*** Opening Excerpted text ***
Recently, researchers have begun to realize that not all brain damage occurs within a few hours or days of traumatic brain injury, lack of oxygen, drug overdose, or acute illness. Damage may still be occurring as much as a week or two weeks, or even two months later. Since the apparent type of brain damage may change into something more serious, a patient's prognosis for recovery may also be re-evaluated.

Brain damage can be classified by what caused it: the various types of traumatic injury--concussion, contusion, skull fracture or hematoma--as well as stroke, cardiac arrest, and so forth. Brain cells closest to the site of the injury or infection die first, but then cells deeper in the brain near the damaged area begin to die off. This is thought to happen in response to that interrupted oxygen and glucose supply. This might be one reason why patients who seem to be normal and recovering well, suddenly take a turn for the worse.
*** Closing Excerpted text ***
Questions on the material:
A – Answer these questions from the text on brain damage:
(i) At the latest, how long after the injury does it say damage may still be occurring?
(ii) Which brain cells die first?
(iii) An interruption in the supply of what two things is thought to make the deeper cells die?
B – Carry the text on brain damage forward from its final sentence with a short paragraph.
The entries that come after this have nothing to do with the text on brain damage.
*** Opening Entries supplied ***
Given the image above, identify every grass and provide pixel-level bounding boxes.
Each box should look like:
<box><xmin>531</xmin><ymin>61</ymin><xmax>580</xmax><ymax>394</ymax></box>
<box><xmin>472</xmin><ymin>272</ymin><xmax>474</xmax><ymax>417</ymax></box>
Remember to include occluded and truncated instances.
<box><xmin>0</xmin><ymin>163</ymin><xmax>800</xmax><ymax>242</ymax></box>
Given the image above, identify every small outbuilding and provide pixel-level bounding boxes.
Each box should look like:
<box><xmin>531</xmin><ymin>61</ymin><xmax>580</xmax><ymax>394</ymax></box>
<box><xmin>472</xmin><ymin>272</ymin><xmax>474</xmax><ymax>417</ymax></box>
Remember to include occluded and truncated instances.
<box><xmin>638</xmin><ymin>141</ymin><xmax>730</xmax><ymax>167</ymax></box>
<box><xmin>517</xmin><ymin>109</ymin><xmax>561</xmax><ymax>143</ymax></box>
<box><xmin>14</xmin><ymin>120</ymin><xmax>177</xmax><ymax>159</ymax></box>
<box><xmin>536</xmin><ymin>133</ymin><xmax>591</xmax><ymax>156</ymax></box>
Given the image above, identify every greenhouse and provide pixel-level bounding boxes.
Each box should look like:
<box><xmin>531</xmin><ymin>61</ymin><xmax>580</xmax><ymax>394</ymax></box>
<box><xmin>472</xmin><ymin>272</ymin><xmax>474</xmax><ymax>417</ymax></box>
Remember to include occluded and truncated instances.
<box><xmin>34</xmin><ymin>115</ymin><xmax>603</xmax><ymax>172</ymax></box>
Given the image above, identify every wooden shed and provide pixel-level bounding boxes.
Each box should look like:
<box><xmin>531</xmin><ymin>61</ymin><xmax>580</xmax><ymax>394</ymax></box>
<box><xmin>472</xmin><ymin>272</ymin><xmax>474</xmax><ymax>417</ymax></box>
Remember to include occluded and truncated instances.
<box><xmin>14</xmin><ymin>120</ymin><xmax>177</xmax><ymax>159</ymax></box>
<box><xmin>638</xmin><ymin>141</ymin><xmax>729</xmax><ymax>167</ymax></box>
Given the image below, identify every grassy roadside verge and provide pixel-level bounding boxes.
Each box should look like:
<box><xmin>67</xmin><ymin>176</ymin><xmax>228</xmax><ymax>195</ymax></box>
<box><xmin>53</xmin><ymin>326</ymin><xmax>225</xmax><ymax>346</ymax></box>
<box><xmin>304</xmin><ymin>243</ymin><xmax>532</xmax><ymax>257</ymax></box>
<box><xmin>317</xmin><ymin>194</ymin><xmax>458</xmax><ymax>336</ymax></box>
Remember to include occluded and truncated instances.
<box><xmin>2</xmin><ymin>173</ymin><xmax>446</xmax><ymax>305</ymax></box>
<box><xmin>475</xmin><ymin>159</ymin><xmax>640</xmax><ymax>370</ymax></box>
*** Closing Entries supplied ***
Answers to the exercise:
A –
(i) Two months later.
(ii) The cells closest to the site of the injury or infection.
(iii) Oxygen and glucose.

B –
Unexpected Recoveries

Brain insult from near-drowning or toxic gases, such as carbon monoxide, is diffused throughout the brain. When this has happened, damage can be widespread. However, the brain does have cells in a number of regions that can learn to take over the work of missing cells, and unexpected recoveries do happen. Doctors are as surprised and pleased as anyone else when they do, not to mention the excitement of the rehab team. But it's in the nature of most doctors to be cautious, so they are.